* [TASK INSTRUCTIONS]
For the data below, give again exactly the lines from the one containing "Point to the wooden cutting" through the one containing "Target: granite countertop", both ends included, and no others.
### INPUT DATA
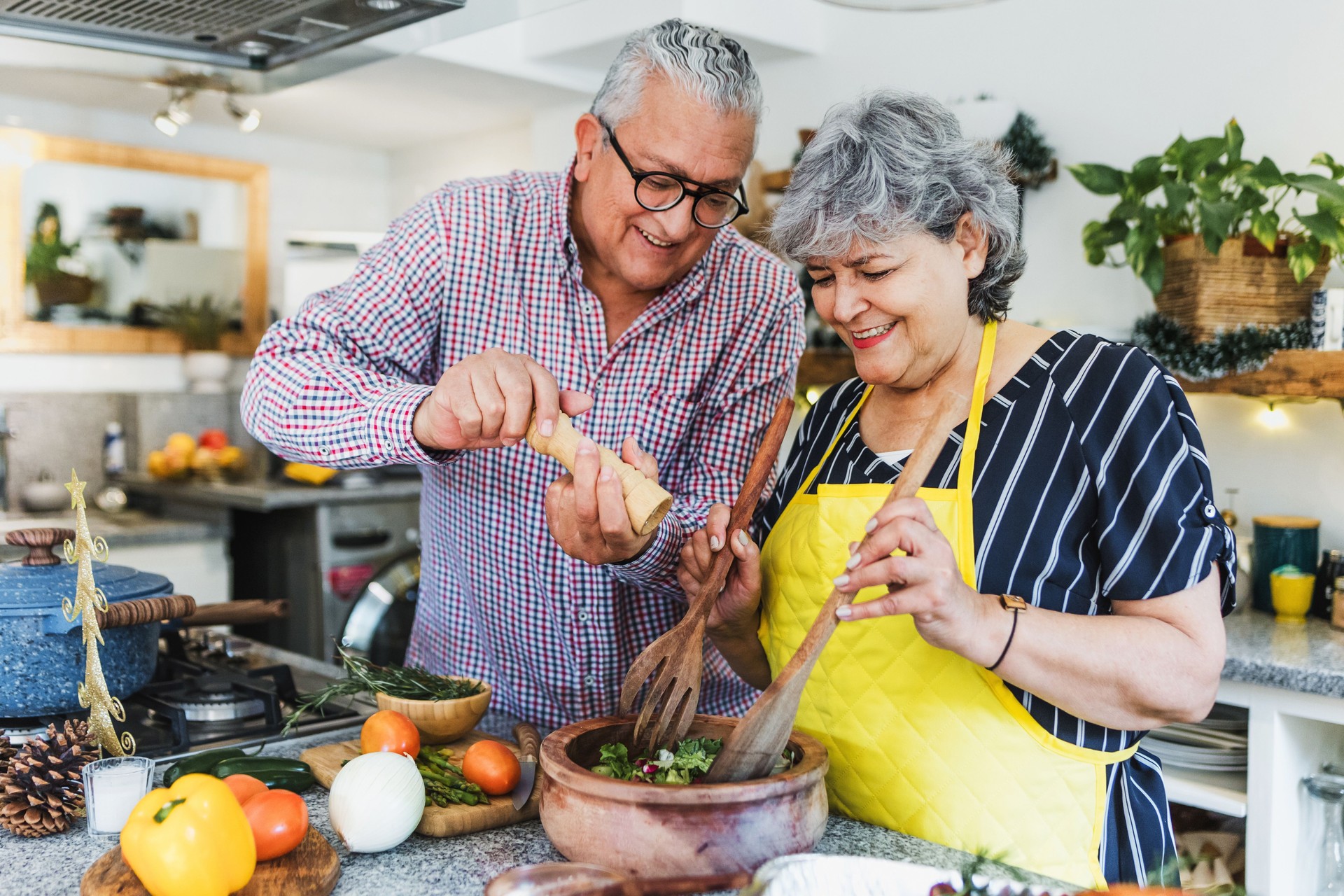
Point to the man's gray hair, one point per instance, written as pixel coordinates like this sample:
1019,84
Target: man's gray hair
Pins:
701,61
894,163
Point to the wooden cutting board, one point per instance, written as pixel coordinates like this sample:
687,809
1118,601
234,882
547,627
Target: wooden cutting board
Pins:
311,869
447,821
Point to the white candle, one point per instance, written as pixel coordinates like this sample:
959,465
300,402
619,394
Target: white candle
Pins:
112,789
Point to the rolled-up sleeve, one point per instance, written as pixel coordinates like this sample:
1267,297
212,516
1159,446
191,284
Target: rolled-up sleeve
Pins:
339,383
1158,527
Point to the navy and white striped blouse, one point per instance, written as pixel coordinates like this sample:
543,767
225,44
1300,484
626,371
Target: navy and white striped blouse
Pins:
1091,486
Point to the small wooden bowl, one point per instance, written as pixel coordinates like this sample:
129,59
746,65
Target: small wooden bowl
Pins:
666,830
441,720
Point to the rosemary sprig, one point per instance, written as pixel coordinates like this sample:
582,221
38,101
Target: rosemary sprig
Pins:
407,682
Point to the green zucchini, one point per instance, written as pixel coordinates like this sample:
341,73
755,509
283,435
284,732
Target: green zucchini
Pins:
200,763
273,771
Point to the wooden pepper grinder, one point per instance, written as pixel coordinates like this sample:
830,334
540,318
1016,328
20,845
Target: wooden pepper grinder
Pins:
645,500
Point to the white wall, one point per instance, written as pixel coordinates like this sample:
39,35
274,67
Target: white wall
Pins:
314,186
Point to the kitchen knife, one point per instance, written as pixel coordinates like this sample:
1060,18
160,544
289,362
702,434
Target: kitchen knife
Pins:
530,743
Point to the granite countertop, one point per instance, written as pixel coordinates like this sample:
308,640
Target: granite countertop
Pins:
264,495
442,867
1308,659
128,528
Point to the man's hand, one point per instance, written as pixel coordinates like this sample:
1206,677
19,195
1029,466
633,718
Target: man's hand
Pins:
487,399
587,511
######
* [WRITTEN ANSWER]
Point to the wooden cutting board, one point per instance, written as pixel coordinates like this sample:
687,809
1118,601
234,882
547,627
Target: wooden cutting board
Pins:
311,869
447,821
Point to the white candle, one point per instance, written as pixel coordinates like this sample:
959,465
300,402
619,394
Target: white candle
Pins:
112,789
Point to the rolled-up sleeve, one point per instance, written as pixel coordinates like this sample:
1267,297
212,516
1159,446
191,284
Target: rolled-up sleeve
Pins:
339,383
1158,527
Point to the navy and white striped blouse, one point per instance, written as pixel coordinates like this sample:
543,767
225,44
1300,484
626,371
Target: navy and white striped blouse
Pins:
1091,486
Point to the small wooden bowl, one point per instance, written as pixel coordinates like this sample:
129,59
746,65
Target: small wooden bowl
Pins:
666,830
441,720
Point to the rosemary sprig, one point per instance, written as pixel coordinates like this sample:
582,221
38,101
Target: rosemary sprig
Pins:
407,682
Point to the green zucchini, one point per instance, written as pixel coordinates like this sample:
341,73
755,509
283,435
284,732
Target: green zucchini
Pins:
200,763
273,771
Point to the wooden pepper grinder, one point per instance, written as pixel coordinates like this sample:
830,334
540,318
1016,328
20,845
Target: wooden pepper grinder
Pins:
645,500
Point to the white wall, one point per instance, written as pixel coordinates like this sample:
39,35
274,67
Target: white wall
Pins:
314,186
Point to the kitchen knife, one point per instance, written as pixel coordinates like this sample:
1060,18
160,544
289,362
702,434
Target: kitchen knife
Pins:
530,743
Point to the granite countertop, one point per instance, written as pixel coordinates like this sample:
308,640
Target: granite countertop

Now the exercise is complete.